__ACTION ITEM__. Lay out the listing as a Markdown table with the columns Row and Text, starting at the top and stopping after the line that contains "positive clicks: (111, 184)". Skip blank lines and leave out the pictures.
[[ INPUT RECORDS, beginning ]]
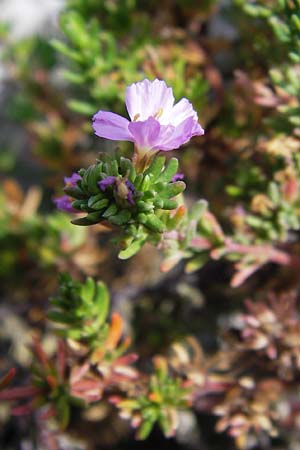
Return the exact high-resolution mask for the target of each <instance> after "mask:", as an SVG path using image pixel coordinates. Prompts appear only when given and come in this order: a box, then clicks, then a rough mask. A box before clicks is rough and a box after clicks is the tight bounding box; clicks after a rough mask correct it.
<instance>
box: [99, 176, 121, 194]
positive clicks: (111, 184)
mask: <svg viewBox="0 0 300 450" xmlns="http://www.w3.org/2000/svg"><path fill="white" fill-rule="evenodd" d="M116 181H117V177H113V176H111V175H110V176H108V177H106V178H104V179H103V180H101V181H99V182H98V186H99V188H100V189H101V191H102V192H104V191H106V189H107V188H108V186H113V185H114V184H115V183H116Z"/></svg>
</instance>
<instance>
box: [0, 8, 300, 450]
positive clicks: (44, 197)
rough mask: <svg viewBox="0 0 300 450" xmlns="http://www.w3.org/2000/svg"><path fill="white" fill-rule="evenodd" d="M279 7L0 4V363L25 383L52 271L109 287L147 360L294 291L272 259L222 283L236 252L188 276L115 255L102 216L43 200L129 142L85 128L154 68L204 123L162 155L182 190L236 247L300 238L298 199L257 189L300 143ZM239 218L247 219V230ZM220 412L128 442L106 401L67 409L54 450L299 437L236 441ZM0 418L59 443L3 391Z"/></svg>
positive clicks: (265, 447)
mask: <svg viewBox="0 0 300 450" xmlns="http://www.w3.org/2000/svg"><path fill="white" fill-rule="evenodd" d="M286 3H289V2H286ZM291 3H293V2H291ZM284 4H285V2H277V1H272V0H266V1H250V2H248V1H246V0H236V1H234V0H196V1H195V0H26V2H25V1H22V0H1V1H0V39H1V40H0V42H1V43H0V55H1V63H0V64H1V66H0V177H1V178H0V180H1V186H0V251H1V263H0V373H1V374H2V373H3V374H4V373H6V372H7V371H8V370H9V368H11V367H12V366H14V367H16V368H17V374H18V375H17V378H16V381H14V384H15V385H19V384H22V383H26V381H27V379H28V373H29V368H30V365H31V360H32V356H31V353H30V352H29V350H28V346H29V344H30V342H31V337H32V335H33V334H35V335H38V336H39V337H40V339H41V340H42V342H43V346H44V348H45V349H46V351H48V352H49V354H53V353H54V352H55V342H54V336H53V334H52V331H51V327H50V326H49V325H48V323H47V321H46V312H47V309H48V307H49V297H51V296H53V295H55V293H56V292H57V285H58V275H59V273H61V272H68V273H69V274H71V275H72V276H73V277H74V278H75V279H77V280H80V281H83V280H84V279H85V278H86V277H87V276H93V277H95V278H96V279H99V280H100V279H101V280H104V281H105V282H106V283H107V285H108V288H109V290H110V292H111V295H112V308H113V310H115V311H119V312H120V313H121V315H122V317H123V319H124V321H125V331H126V333H127V334H130V335H131V336H132V339H133V343H134V344H133V345H134V349H135V351H137V352H138V353H139V355H141V358H142V359H144V360H145V361H147V358H148V359H149V358H151V357H152V356H153V355H154V354H156V353H163V352H165V351H166V349H167V348H168V346H169V345H171V343H172V342H174V341H175V340H178V339H181V338H184V337H186V336H188V335H193V336H195V337H196V338H197V340H198V341H199V342H200V344H201V346H202V347H203V349H204V352H205V353H206V354H207V355H209V356H210V355H214V354H216V352H218V351H219V350H220V349H221V348H222V345H223V340H224V339H225V338H223V336H224V334H223V333H224V329H228V328H229V327H230V326H231V324H232V323H233V322H232V321H233V318H234V317H235V314H236V313H237V312H239V311H241V309H242V304H243V300H244V299H245V298H247V297H249V296H252V294H253V293H254V292H259V296H260V298H262V297H263V296H264V295H265V293H266V292H267V291H268V290H270V289H275V290H276V289H283V290H284V289H286V290H290V289H294V288H295V286H296V285H297V281H296V278H297V277H296V275H295V274H293V273H292V274H289V275H288V276H287V275H286V273H282V272H281V271H280V270H279V269H278V267H277V266H275V265H274V264H273V265H272V264H269V265H267V266H264V268H263V269H262V270H261V271H260V272H259V273H257V274H256V275H254V276H253V277H251V278H250V279H249V280H247V282H246V283H244V284H242V285H241V286H239V287H237V288H233V287H230V280H231V277H232V275H233V267H232V263H230V262H228V261H224V260H217V261H216V260H215V261H208V259H207V260H205V261H208V262H207V263H206V264H205V265H204V267H203V268H202V269H201V270H200V266H201V263H199V264H198V266H197V267H196V269H199V270H197V271H194V272H192V273H187V272H186V271H184V264H183V263H179V264H178V265H177V266H176V267H175V268H174V269H173V270H172V271H170V272H168V273H164V274H162V273H161V272H160V270H159V265H160V261H161V258H160V254H159V251H158V250H157V249H155V248H154V247H151V246H150V245H146V246H145V247H144V248H143V249H142V251H141V252H140V253H139V254H138V255H136V256H135V257H134V258H132V259H130V260H129V261H120V260H118V259H117V249H116V248H115V246H114V245H113V244H112V243H111V241H110V237H111V236H110V234H109V233H108V231H107V230H106V229H105V228H104V227H101V226H100V225H95V226H93V227H88V229H87V228H85V227H76V226H74V225H72V224H71V223H70V217H69V216H68V215H67V214H66V213H63V212H60V211H58V210H57V209H56V208H55V205H54V202H53V200H54V198H55V197H57V196H59V195H62V188H63V178H64V177H65V176H71V174H72V173H73V172H74V171H77V170H78V169H80V168H81V167H85V168H86V167H88V165H89V164H91V163H93V161H94V160H95V158H96V157H97V155H98V154H99V152H100V151H101V152H113V151H116V150H117V149H118V150H120V151H121V152H122V153H123V154H125V155H126V154H128V155H129V154H131V146H130V144H128V143H116V142H108V141H107V142H106V141H104V140H101V139H99V138H96V137H95V136H94V135H93V132H92V127H91V117H92V116H93V114H94V113H95V112H97V111H98V110H99V109H104V110H109V111H114V112H116V113H119V114H122V115H126V111H125V106H124V93H125V88H126V86H127V85H129V84H131V83H133V82H137V81H140V80H143V79H144V78H149V79H154V78H159V79H164V80H165V81H166V83H167V84H168V85H170V86H172V88H173V91H174V95H175V98H176V100H179V99H180V98H182V97H186V98H188V99H189V100H190V101H191V102H192V103H193V106H194V109H195V110H196V111H197V112H198V116H199V121H200V123H201V125H202V126H203V128H204V129H205V131H206V133H205V136H204V137H201V138H194V139H193V140H192V141H191V142H190V143H189V144H187V145H185V146H184V148H182V149H180V150H178V151H176V152H172V153H173V155H175V156H177V157H178V158H179V160H180V172H183V173H184V175H185V182H186V184H187V191H186V195H187V202H192V201H193V200H195V199H196V198H205V199H207V200H208V201H209V204H210V210H211V211H212V213H213V214H214V215H215V216H216V217H217V218H218V220H219V221H220V223H221V224H222V226H223V228H224V230H225V231H226V233H227V232H228V233H229V234H230V235H234V236H241V235H243V236H247V239H246V240H247V243H251V244H253V243H257V242H259V243H261V242H264V243H272V242H274V241H276V242H280V243H284V242H287V241H289V242H293V243H294V244H295V245H296V242H297V237H298V235H297V232H296V231H295V230H298V229H299V226H298V225H299V208H298V209H297V210H296V207H294V206H295V204H294V203H293V202H295V198H290V199H287V198H285V203H284V205H283V203H280V206H278V208H277V209H276V214H275V212H274V214H273V212H272V214H271V213H269V212H268V213H266V208H267V209H268V203H267V202H266V200H265V198H264V197H261V196H262V195H263V194H264V193H266V192H267V190H268V186H269V182H270V180H271V181H272V180H273V181H274V180H275V182H276V183H277V184H278V185H279V186H282V185H283V183H284V182H285V180H286V178H284V177H283V176H281V178H280V176H279V175H278V173H279V172H280V171H282V170H283V169H286V167H283V163H282V162H278V161H277V160H276V161H275V162H274V158H273V156H274V154H276V155H277V156H278V155H280V150H282V148H284V149H287V150H286V151H287V152H289V155H294V154H295V152H297V149H299V146H298V145H299V135H300V134H299V127H300V124H299V114H298V113H299V91H300V87H299V61H297V55H299V52H298V50H299V42H300V39H299V30H298V31H297V30H296V31H297V32H296V31H295V33H294V34H291V33H290V34H289V30H292V29H293V28H292V27H293V26H294V25H291V23H290V22H289V20H290V16H291V15H289V13H288V8H289V6H286V5H284ZM293 4H294V3H293ZM295 4H296V3H295ZM282 5H283V6H282ZM282 24H283V25H282ZM281 25H282V27H281V28H280V26H281ZM280 33H281V34H280ZM284 33H285V34H284ZM287 35H289V37H288V38H287ZM292 53H293V54H294V55H296V56H294V60H293V57H290V54H292ZM280 108H281V109H280ZM272 152H273V153H272ZM271 153H272V154H273V156H272V158H273V159H272V158H271V159H270V158H269V156H270V154H271ZM279 157H280V156H279ZM268 158H269V159H268ZM285 164H287V165H288V164H291V162H287V163H286V162H285ZM273 181H272V182H273ZM280 192H281V193H282V192H283V190H281V191H280ZM280 195H281V194H280ZM282 195H284V194H282ZM253 199H255V200H253ZM278 204H279V203H278ZM282 205H283V206H282ZM268 211H270V208H269V210H268ZM272 211H274V208H273V209H272ZM278 211H279V212H280V214H281V215H278V214H279V213H278ZM277 213H278V214H277ZM247 214H248V215H251V217H252V218H253V217H255V218H256V222H255V220H254V219H252V222H251V223H250V221H249V223H247V226H246V225H245V217H246V216H247ZM279 216H280V217H279ZM247 217H248V216H247ZM278 217H279V218H278ZM282 217H283V219H282ZM286 217H288V219H286ZM290 230H292V231H293V230H294V231H295V232H294V231H293V233H292V237H291V232H290ZM287 236H289V237H288V238H287ZM294 244H293V245H294ZM205 261H203V262H205ZM188 272H189V271H188ZM190 272H191V271H190ZM274 275H276V276H274ZM222 330H223V331H222ZM145 367H147V362H145ZM273 375H274V374H273V372H270V376H271V377H272V376H273ZM274 377H275V378H276V377H277V375H276V374H275V375H274ZM295 390H296V391H297V390H298V391H299V385H297V387H295ZM298 420H299V418H298ZM215 423H216V417H215V416H214V415H213V414H211V413H204V412H203V411H201V412H187V413H186V415H183V416H182V425H181V426H180V428H179V431H178V434H177V436H176V438H172V439H169V440H167V439H165V438H163V436H162V434H161V432H160V431H159V430H158V429H155V430H154V432H153V434H152V435H151V437H150V438H149V439H148V440H147V441H145V442H137V441H134V438H133V432H132V431H131V429H130V426H129V425H128V423H127V422H126V421H123V420H121V419H120V418H118V416H117V414H116V413H115V411H114V410H113V408H112V407H110V406H107V405H106V404H101V405H100V407H99V408H98V410H97V411H95V412H94V415H93V411H92V412H90V414H88V413H86V414H85V415H84V414H83V416H80V415H79V413H78V412H77V411H76V410H74V413H73V416H72V420H71V423H70V426H69V428H68V429H67V431H66V432H65V433H63V434H62V436H61V438H60V441H59V448H60V449H63V450H67V449H70V450H71V449H72V450H75V449H78V450H79V449H103V448H111V449H120V450H121V449H127V448H128V449H129V448H130V449H135V448H143V449H144V450H146V449H148V448H149V449H150V448H151V449H152V448H153V447H154V446H155V445H159V446H161V447H162V448H166V449H168V448H172V449H173V450H174V449H176V448H178V449H200V448H201V449H203V450H206V449H207V450H217V449H225V448H226V449H228V450H230V449H236V448H270V449H271V448H272V449H273V448H274V449H275V448H276V449H283V448H285V449H287V448H289V449H293V450H297V449H299V442H298V437H297V436H298V434H297V433H298V432H297V427H294V428H293V427H291V428H290V429H292V430H294V431H293V432H291V433H289V432H288V431H287V430H289V427H288V426H287V428H286V429H285V431H284V433H283V435H284V438H282V439H281V438H280V439H278V440H276V439H275V441H274V439H273V438H272V437H271V438H270V437H268V438H265V437H263V438H261V439H260V440H258V441H257V440H255V439H254V440H253V439H252V441H251V439H250V441H251V442H250V441H249V440H248V441H247V443H241V442H240V443H237V442H236V441H235V440H234V439H233V438H232V437H228V436H226V435H225V434H224V433H221V434H220V433H219V434H218V433H217V432H216V431H215ZM0 424H1V425H2V426H1V431H0V448H1V449H3V450H15V449H22V450H33V449H38V450H40V449H44V448H45V449H47V448H58V447H50V446H49V447H47V446H46V444H45V443H43V442H42V441H41V440H40V438H39V427H40V426H41V425H40V424H39V422H38V420H37V419H36V418H28V416H24V417H23V416H22V417H13V418H11V417H10V414H9V406H8V405H7V404H6V403H1V404H0ZM45 433H46V431H45ZM254 434H255V433H254ZM287 434H289V436H288V437H287ZM286 439H287V440H286ZM249 442H250V443H249ZM253 442H254V444H253ZM286 442H289V443H288V444H286ZM297 442H298V443H297ZM252 444H253V445H252ZM47 445H50V444H49V442H48V444H47ZM286 445H288V447H287V446H286Z"/></svg>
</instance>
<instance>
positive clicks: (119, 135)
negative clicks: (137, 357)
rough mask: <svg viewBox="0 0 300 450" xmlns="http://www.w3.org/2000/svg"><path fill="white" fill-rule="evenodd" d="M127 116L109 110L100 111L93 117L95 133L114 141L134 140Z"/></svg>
mask: <svg viewBox="0 0 300 450" xmlns="http://www.w3.org/2000/svg"><path fill="white" fill-rule="evenodd" d="M128 125H129V121H128V120H127V119H125V117H122V116H119V115H118V114H114V113H111V112H108V111H98V112H97V113H96V114H95V115H94V117H93V128H94V131H95V134H96V135H97V136H99V137H102V138H105V139H111V140H113V141H133V139H132V136H131V134H130V132H129V130H128Z"/></svg>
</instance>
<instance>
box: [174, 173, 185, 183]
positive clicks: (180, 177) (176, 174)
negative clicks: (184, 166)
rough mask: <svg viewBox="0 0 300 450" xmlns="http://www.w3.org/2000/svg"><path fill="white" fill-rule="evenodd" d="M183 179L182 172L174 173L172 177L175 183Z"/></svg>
mask: <svg viewBox="0 0 300 450" xmlns="http://www.w3.org/2000/svg"><path fill="white" fill-rule="evenodd" d="M180 180H184V173H175V175H174V177H173V178H172V182H173V183H175V182H176V181H180Z"/></svg>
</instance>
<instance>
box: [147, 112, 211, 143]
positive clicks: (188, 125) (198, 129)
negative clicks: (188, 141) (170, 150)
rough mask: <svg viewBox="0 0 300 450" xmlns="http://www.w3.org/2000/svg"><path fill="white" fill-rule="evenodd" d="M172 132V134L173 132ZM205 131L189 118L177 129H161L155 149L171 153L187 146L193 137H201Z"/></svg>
mask: <svg viewBox="0 0 300 450" xmlns="http://www.w3.org/2000/svg"><path fill="white" fill-rule="evenodd" d="M171 131H172V132H171ZM202 134H204V130H203V129H202V128H201V126H200V125H199V123H198V122H195V120H194V119H193V118H192V117H188V118H187V119H186V120H184V121H183V122H182V123H181V124H180V125H178V126H177V127H172V126H170V125H169V126H167V127H164V126H162V127H161V131H160V135H159V137H158V139H157V144H156V147H155V149H157V150H163V151H169V150H174V149H176V148H178V147H180V146H181V145H183V144H186V143H187V142H188V141H189V140H190V139H191V138H192V137H193V136H196V135H198V136H201V135H202Z"/></svg>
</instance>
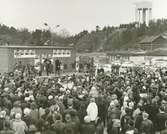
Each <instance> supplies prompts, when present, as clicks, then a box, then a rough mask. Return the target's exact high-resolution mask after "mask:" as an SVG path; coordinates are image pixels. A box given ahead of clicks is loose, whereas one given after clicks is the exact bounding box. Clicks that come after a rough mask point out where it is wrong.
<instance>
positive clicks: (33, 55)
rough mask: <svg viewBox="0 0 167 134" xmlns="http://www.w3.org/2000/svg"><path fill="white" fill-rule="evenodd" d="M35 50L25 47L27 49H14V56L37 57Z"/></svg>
mask: <svg viewBox="0 0 167 134" xmlns="http://www.w3.org/2000/svg"><path fill="white" fill-rule="evenodd" d="M35 57H36V55H35V50H31V49H25V50H22V49H21V50H19V49H17V50H14V58H35Z"/></svg>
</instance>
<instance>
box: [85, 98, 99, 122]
mask: <svg viewBox="0 0 167 134" xmlns="http://www.w3.org/2000/svg"><path fill="white" fill-rule="evenodd" d="M86 112H87V115H88V116H89V117H90V118H91V121H92V122H94V121H95V120H96V118H97V116H98V107H97V104H96V102H95V98H91V99H90V103H89V105H88V107H87V109H86Z"/></svg>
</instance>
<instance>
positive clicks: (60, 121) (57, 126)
mask: <svg viewBox="0 0 167 134" xmlns="http://www.w3.org/2000/svg"><path fill="white" fill-rule="evenodd" d="M54 118H55V120H54V121H55V122H54V123H53V124H52V129H53V130H54V131H55V132H56V134H64V128H65V123H64V122H63V121H62V117H61V115H56V116H55V117H54Z"/></svg>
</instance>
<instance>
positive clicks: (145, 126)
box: [139, 112, 154, 134]
mask: <svg viewBox="0 0 167 134" xmlns="http://www.w3.org/2000/svg"><path fill="white" fill-rule="evenodd" d="M142 116H143V121H142V122H141V126H140V130H139V132H140V133H141V134H143V133H144V134H154V132H153V130H154V129H153V123H152V121H151V120H149V119H148V117H149V114H147V113H145V112H143V114H142Z"/></svg>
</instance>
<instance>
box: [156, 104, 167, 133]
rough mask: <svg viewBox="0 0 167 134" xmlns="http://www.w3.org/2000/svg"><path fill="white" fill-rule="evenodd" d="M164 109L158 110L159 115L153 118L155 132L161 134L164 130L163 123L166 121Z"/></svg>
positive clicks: (163, 126) (161, 106)
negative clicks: (160, 133)
mask: <svg viewBox="0 0 167 134" xmlns="http://www.w3.org/2000/svg"><path fill="white" fill-rule="evenodd" d="M164 110H165V109H164V107H163V106H161V107H160V108H159V113H158V114H157V115H156V117H155V121H156V122H155V130H156V131H157V132H161V131H162V130H164V129H165V122H166V121H167V114H166V113H165V112H164Z"/></svg>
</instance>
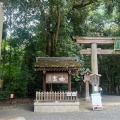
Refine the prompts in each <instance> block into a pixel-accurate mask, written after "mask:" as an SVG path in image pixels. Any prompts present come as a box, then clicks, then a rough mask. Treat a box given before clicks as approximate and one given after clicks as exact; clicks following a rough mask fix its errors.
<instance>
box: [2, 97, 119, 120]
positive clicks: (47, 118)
mask: <svg viewBox="0 0 120 120" xmlns="http://www.w3.org/2000/svg"><path fill="white" fill-rule="evenodd" d="M102 103H103V110H99V111H98V110H95V111H93V110H92V103H91V101H90V102H86V101H84V100H83V99H82V98H81V99H80V111H79V112H67V113H34V112H33V105H19V106H11V107H4V108H1V109H0V120H120V96H103V97H102ZM63 109H64V108H63Z"/></svg>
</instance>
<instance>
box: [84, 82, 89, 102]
mask: <svg viewBox="0 0 120 120" xmlns="http://www.w3.org/2000/svg"><path fill="white" fill-rule="evenodd" d="M85 84H86V97H85V100H86V101H90V95H89V81H86V82H85Z"/></svg>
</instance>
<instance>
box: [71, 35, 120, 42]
mask: <svg viewBox="0 0 120 120" xmlns="http://www.w3.org/2000/svg"><path fill="white" fill-rule="evenodd" d="M73 39H74V40H75V41H76V42H77V43H80V44H91V43H97V44H113V43H114V40H115V39H120V37H117V38H112V37H78V36H73Z"/></svg>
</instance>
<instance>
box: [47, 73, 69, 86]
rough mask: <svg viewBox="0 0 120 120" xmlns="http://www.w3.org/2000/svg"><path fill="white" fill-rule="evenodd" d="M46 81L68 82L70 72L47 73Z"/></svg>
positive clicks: (59, 82) (51, 82) (47, 81)
mask: <svg viewBox="0 0 120 120" xmlns="http://www.w3.org/2000/svg"><path fill="white" fill-rule="evenodd" d="M46 83H62V84H63V83H64V84H68V73H57V72H54V73H46Z"/></svg>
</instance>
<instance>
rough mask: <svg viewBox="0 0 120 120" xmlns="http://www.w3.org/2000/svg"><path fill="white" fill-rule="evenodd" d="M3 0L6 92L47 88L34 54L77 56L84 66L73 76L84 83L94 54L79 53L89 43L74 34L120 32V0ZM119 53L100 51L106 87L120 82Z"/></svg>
[[ INPUT RECORDS, end ]]
__SOLUTION FOR THIS EXERCISE__.
| Row | Text |
|---|---|
| 1 | Return the exact high-resolution mask for the target of each <instance> after "mask:", as an SVG path using image pixel coordinates. Prompts appear only when given and come in this order: a box, then clicks, then a rough mask. A box before clicks is rough and a box after clicks is the tight bounding box; clicks after a rough mask correct it. |
| 2 | <instance> |
| 3 | box: [99, 176, 121, 194] |
| 4 | positive clicks: (111, 184) |